- **RECORDED DATA**:
'''

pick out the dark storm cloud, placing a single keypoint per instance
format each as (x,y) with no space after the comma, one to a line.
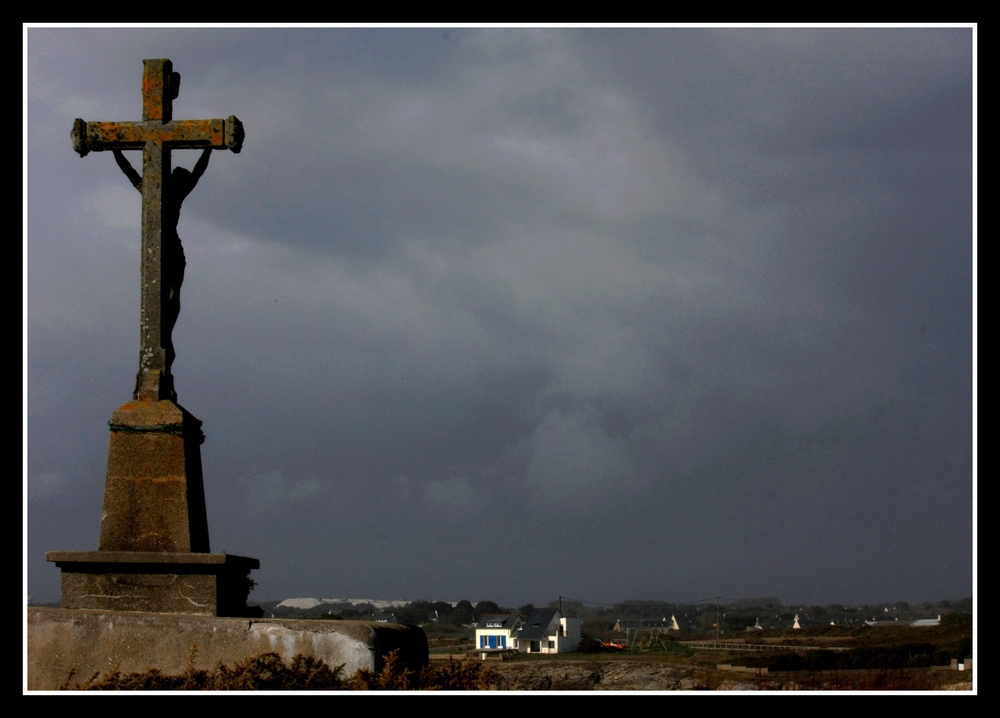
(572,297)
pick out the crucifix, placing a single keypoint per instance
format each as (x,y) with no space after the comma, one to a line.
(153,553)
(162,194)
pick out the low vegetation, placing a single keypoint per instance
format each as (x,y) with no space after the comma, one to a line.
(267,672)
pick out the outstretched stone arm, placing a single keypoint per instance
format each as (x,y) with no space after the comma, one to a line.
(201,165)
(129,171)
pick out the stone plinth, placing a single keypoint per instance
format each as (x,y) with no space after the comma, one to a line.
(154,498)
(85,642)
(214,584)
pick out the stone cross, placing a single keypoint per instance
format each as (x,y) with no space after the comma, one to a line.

'''
'''

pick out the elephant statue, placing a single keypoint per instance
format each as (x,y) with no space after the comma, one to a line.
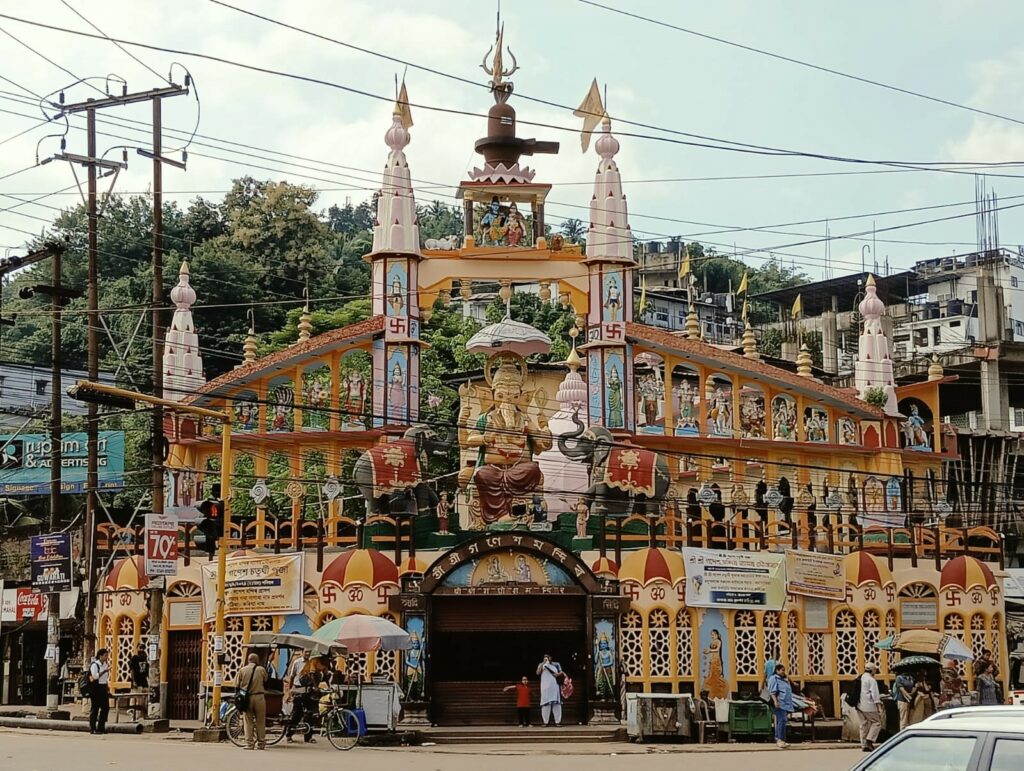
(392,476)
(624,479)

'''

- **GIVEN REQUEST**:
Which lines of the material contain the word "pick"? Copy each of those lines.

- **WRITTEN SOLUTION**:
pick out the dark storm cloud, placing a single keypoint per instance
pick out the crucifix, placing a single keypoint per instance
pick out the low vegetation, placing a single keypoint per instance
pick out the outstretched stone arm, placing a single keypoint per instance
pick out the stone plinth, placing a single keypoint per instance
pick out the stone cross, placing a single keypoint per instance
pick out the elephant statue, placing a single keypoint per instance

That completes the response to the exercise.